Problem requirements:
Rewrite the data below, replacing "marker" with "point" wherever it appears and leaving everything else unchanged.

━━ Input material ━━

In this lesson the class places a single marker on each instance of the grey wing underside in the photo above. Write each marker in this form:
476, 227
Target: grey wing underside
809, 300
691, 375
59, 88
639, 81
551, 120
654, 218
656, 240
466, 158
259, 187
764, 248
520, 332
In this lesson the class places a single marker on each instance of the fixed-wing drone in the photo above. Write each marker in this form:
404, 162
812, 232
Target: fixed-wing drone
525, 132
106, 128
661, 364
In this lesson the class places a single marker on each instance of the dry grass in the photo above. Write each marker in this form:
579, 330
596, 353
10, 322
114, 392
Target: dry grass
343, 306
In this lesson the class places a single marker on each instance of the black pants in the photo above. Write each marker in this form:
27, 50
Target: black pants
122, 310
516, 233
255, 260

━━━

Answer for this exercise:
In this lesson the class places a single point on each instance of the grey wing underside in the photo above. Write each point in this form:
476, 227
Target: grey wing underside
809, 300
691, 375
59, 88
639, 81
551, 120
654, 218
656, 240
466, 158
259, 187
764, 248
520, 332
In this lesson the class places a single point on each instance of the fixed-wing drone in the photo above. Write each point in this form:
404, 162
812, 232
Target: fixed-wing drone
525, 132
106, 128
661, 364
In this lesson the class places a single point on each instance of the dry grass in the photo above. Write each point in this form:
579, 330
596, 353
10, 322
114, 392
Target: dry grass
343, 306
In this lesson the class places a single point on each instance of the black pants in the photo above. Write each point in this form:
27, 50
Target: black pants
122, 310
516, 233
255, 260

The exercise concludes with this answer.